┌──

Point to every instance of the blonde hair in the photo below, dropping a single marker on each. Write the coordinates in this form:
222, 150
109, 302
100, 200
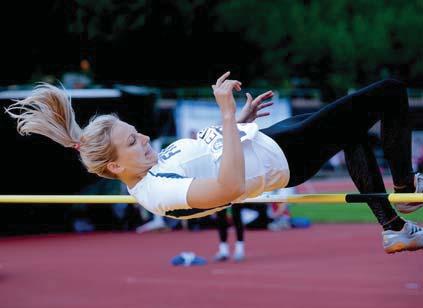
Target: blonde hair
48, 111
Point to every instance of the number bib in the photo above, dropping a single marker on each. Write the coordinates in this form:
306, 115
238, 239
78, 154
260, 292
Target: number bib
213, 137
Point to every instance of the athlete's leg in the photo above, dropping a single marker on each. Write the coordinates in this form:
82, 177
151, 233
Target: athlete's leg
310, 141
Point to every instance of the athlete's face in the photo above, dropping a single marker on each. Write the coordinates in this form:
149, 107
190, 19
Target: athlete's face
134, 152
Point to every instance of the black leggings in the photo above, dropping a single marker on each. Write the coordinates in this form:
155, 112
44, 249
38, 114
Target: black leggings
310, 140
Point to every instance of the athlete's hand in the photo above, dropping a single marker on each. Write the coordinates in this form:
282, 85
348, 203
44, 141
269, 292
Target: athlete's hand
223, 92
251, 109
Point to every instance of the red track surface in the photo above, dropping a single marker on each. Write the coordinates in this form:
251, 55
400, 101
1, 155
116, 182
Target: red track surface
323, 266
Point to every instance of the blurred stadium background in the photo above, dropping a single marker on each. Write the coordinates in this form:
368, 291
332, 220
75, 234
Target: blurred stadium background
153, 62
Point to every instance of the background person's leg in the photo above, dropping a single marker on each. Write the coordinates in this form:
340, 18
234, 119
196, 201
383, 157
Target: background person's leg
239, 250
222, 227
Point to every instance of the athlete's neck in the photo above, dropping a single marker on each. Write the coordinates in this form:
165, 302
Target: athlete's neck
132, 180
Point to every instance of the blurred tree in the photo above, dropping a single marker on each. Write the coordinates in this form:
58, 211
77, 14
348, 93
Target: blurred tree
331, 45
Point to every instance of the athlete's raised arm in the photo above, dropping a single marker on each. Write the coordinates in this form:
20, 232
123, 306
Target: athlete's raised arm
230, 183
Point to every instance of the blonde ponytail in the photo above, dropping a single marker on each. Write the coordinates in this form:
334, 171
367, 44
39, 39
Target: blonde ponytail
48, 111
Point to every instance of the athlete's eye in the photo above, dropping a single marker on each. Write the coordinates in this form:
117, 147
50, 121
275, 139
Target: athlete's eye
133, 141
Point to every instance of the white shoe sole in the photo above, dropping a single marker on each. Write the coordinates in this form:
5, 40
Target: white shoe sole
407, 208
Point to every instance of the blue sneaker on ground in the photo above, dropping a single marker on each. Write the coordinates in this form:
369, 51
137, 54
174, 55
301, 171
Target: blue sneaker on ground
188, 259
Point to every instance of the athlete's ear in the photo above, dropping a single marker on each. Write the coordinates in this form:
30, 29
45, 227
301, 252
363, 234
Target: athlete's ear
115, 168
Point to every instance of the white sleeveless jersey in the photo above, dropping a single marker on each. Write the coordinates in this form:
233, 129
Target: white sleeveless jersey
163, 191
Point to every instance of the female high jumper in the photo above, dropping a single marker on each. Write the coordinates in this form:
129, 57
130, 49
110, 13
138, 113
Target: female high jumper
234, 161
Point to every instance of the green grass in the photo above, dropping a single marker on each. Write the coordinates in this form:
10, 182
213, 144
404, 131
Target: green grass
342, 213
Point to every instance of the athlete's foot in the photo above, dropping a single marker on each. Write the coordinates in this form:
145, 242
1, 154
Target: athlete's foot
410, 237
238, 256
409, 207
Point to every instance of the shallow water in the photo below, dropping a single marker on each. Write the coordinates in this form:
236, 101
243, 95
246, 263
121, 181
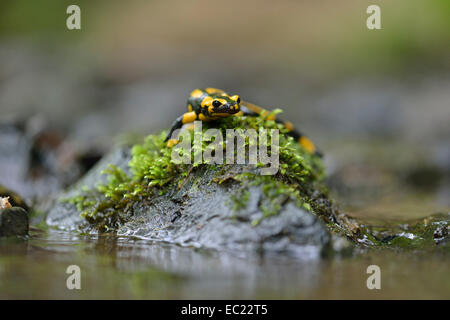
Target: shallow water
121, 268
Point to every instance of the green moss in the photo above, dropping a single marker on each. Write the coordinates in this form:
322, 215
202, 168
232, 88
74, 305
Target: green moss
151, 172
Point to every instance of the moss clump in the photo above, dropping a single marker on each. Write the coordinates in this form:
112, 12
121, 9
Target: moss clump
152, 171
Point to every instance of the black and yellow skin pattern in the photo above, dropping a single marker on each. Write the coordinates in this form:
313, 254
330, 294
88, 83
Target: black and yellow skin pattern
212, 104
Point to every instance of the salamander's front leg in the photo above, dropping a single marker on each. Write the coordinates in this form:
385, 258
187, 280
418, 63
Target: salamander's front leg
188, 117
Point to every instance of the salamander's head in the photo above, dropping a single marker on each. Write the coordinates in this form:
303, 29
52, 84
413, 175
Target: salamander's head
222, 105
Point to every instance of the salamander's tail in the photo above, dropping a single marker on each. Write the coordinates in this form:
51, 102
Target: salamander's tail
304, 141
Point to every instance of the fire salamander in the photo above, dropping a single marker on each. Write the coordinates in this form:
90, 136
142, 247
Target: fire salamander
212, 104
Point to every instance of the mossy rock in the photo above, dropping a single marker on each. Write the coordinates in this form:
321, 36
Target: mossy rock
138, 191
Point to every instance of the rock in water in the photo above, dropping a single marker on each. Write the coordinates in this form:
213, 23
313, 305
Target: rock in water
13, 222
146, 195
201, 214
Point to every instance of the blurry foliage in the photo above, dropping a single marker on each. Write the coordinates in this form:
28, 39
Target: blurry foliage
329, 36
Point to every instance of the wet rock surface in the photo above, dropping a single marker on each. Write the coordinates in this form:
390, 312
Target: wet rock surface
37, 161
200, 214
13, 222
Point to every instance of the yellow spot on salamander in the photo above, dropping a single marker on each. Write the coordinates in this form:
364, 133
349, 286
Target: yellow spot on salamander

└──

Copy every row above word for word, leaving out the pictures.

• TASK OUTPUT:
Point to every instance of the blonde hair in the photo below, dropping a single marker on each. Write the coordinates in this form:
222, 150
109, 302
100, 200
Target: blonde hair
48, 111
Point to every instance of the number bib in the photo above, dropping a single marker on each. Write the coordinates in this form:
306, 115
238, 239
78, 154
260, 292
Target: number bib
213, 137
Point to every instance of the athlete's leg in the photo above, dropping a single marker on each. Write the coordinates in this form:
82, 177
151, 233
Target: athlete's leg
310, 141
Point to every instance of the athlete's face in the photo above, dropping a single marker on each. Write the coordinates in this form:
149, 107
190, 19
Target: athlete's face
134, 152
Point to every instance of the black leggings in the photo above, dropping a single marker on each. Write the coordinates in this form:
155, 112
44, 249
38, 114
Target: black leggings
310, 140
Point to every instance of the athlete's hand in the photo above, dropping a single marker on each. Write the coordinates in this form:
282, 85
348, 203
44, 141
269, 292
Target: athlete's hand
223, 92
251, 109
Point to every instance of the red track surface in the photo above, dropping a single marker on each. Write the coordinates in this form:
251, 55
400, 101
1, 155
116, 182
Target: red track surface
323, 266
Point to every instance of the blurred stadium background in the photo above, dropping a single marker on each. Write the coordinates in this form:
368, 291
332, 220
75, 234
Target: blurred stadium background
153, 62
Point to every instance of the background person's leg in the photo above, dropping a single marker on each. Write the coordinates in this form:
340, 18
234, 119
196, 201
383, 157
Target: background person's leg
239, 250
222, 227
Point to every instance of the athlete's neck in the photo above, dropping a single marker on each. Write the coordinates in this form:
165, 302
Target: athlete's neck
132, 180
Point to every instance of the blurred tree in the photo above, dropping a single marker on each. Write the coordinates in this form:
58, 211
77, 14
348, 93
Target: blurred tree
331, 45
Point to every instance of the athlete's raised arm in the photo above, dropping a single marker on each. Write the coordinates in this form:
20, 232
123, 306
Target: athlete's raised arm
230, 183
Point to every instance of the blonde ponytail in the photo above, dropping a single marker on each. Write the coordinates in this form:
334, 171
367, 44
39, 39
Target: blonde ponytail
48, 111
Point to every instance of the athlete's eye in the photo above, dropping a single marker on each. Write the coordinates in this form:
117, 147
50, 121
275, 139
Target: athlete's eye
133, 141
Point to every instance of the white shoe sole in the photo above, dropping a single marker on each. Write the coordinates in this form:
5, 40
Target: white shoe sole
407, 208
Point to every instance of the blue sneaker on ground in the photo above, dropping a single marker on each. Write the coordinates in this form:
369, 51
137, 54
174, 55
301, 171
Target: blue sneaker on ground
188, 259
Point to every instance of the athlete's ear in the photo above, dropping a single marker on each. Write the coordinates in this form:
30, 29
45, 227
301, 252
363, 234
Target: athlete's ear
115, 168
Point to every instance of the white sleeveless jersey in the photo above, dropping a single marker on each. Write the coordinates in this form:
233, 129
Target: white sleeveless jersey
163, 191
Point to every instance of the female high jumper in the photo above, dropping a single marker on each. Write the coordinates in this form:
129, 57
130, 49
110, 13
138, 113
Target: female high jumper
234, 161
Point to every instance of the green grass in the photo above, dropping a single marker on each. Write the coordinates in this form:
10, 182
213, 144
404, 131
Target: green grass
342, 213
Point to every instance of the athlete's foot in the photo above, dropping a single marker on each. Write the coordinates in this form:
145, 242
1, 154
Target: athlete's foot
410, 237
238, 256
409, 207
Point to every instance of the shallow water in the photo below, dropping a single marker on each. Write the coordinates in this form:
236, 101
243, 95
246, 263
121, 181
Target: shallow water
121, 268
Point to every instance of the green moss in the photo above, dropping a single marker on each. Write the coordinates in this form:
322, 215
202, 168
232, 88
74, 305
Target: green moss
151, 172
Point to every instance of the moss clump in the photo above, dropping a single marker on each. Write the coordinates in this form:
112, 12
121, 9
Target: moss clump
152, 171
Point to every instance of the black and yellow skin pattern in the photo above, dropping a single marker on each. Write the coordinates in this form:
313, 254
330, 294
88, 83
Target: black and yellow skin pattern
212, 104
Point to every instance of the salamander's front leg in the photo above, dropping a single marker on each. Write the coordinates in this form:
385, 258
187, 280
418, 63
Target: salamander's front leg
188, 117
Point to every instance of the salamander's head in the photo above, dropping a single marker on each. Write the coordinates in this form:
303, 29
52, 84
413, 175
Target: salamander's head
222, 105
Point to every instance of the salamander's tail in the photo above, dropping a single marker on each. Write the coordinates in this form:
51, 102
Target: salamander's tail
304, 141
Point to every instance of the fire salamander in the photo above, dropping a single marker on each. Write the coordinates in this form:
90, 136
142, 247
Target: fire salamander
212, 104
Point to every instance of the mossy rock in the photo above, dropping a single marker on each. Write the coordinates in this form:
321, 36
Target: mossy rock
138, 191
Point to every instance of the rock in water in the photo above, dropping a single marker on each. Write the coordinates in this form:
213, 23
313, 305
Target: rock in water
13, 222
146, 195
201, 214
Point to every instance of the blurry foliage in the photo above, dropping a single marker on each. Write the coordinates in this form:
28, 39
Target: blurry foliage
329, 36
Point to every instance of the wet rock surface in the photo above, dropping a single marker on each. Write the coordinates in this form:
390, 312
Target: wet rock surface
37, 161
200, 214
13, 222
Point to every instance of the yellow spot on salamander in the photo above, dropping a single marker on each. Write the coordinates in this form:
364, 133
349, 286
Target: yellow spot on salamander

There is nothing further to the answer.